Rewrite the data starting with the line containing "Task: Indicate the dry" and going on through the end of the data, adding 147 to each coordinate in the answer points and keeping every other line unchanged.

[Object point labels]
┌──
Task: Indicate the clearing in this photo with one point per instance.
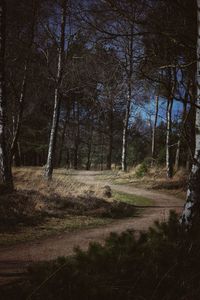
(14, 259)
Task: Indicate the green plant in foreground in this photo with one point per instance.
(163, 263)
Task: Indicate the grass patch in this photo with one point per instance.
(50, 227)
(161, 264)
(132, 199)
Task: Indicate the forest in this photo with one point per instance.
(99, 149)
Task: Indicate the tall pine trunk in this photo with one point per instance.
(57, 100)
(191, 211)
(5, 162)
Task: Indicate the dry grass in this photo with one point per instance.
(154, 178)
(39, 208)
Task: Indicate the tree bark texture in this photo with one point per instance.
(128, 104)
(5, 163)
(191, 211)
(57, 100)
(169, 166)
(154, 129)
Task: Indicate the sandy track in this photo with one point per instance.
(15, 259)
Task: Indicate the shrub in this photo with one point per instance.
(142, 169)
(163, 263)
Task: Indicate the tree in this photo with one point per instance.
(5, 163)
(191, 211)
(57, 99)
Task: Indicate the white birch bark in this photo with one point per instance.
(5, 165)
(168, 139)
(128, 104)
(56, 112)
(154, 129)
(191, 211)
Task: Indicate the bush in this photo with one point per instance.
(142, 170)
(163, 263)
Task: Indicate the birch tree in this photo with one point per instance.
(21, 98)
(57, 100)
(5, 165)
(154, 129)
(191, 211)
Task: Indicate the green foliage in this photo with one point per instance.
└──
### Written response
Task: Indicate the dry grass in this photo with one point per instance.
(301, 325)
(186, 355)
Task: Indicate the tree bark texture in this photo with one point per instance.
(275, 251)
(152, 310)
(338, 358)
(204, 247)
(316, 313)
(301, 276)
Task: Indicate the sandy track in this photo with one point per instance.
(162, 406)
Task: Indicate the shrub in this photo with one point per instance.
(289, 316)
(310, 410)
Task: Indicate the tree in this photo with one point per instance.
(152, 310)
(338, 358)
(204, 246)
Task: Indicate the white birch bark in this photo with one point per instance.
(152, 312)
(315, 286)
(275, 251)
(203, 259)
(301, 276)
(338, 358)
Task: Indicate the bush in this photo with one point per instance.
(289, 317)
(310, 410)
Task: Indicate the birch tree in this photo with one point per instance.
(168, 245)
(204, 247)
(152, 312)
(301, 276)
(338, 358)
Task: Indicate the green foliage in this photo with one point per instance.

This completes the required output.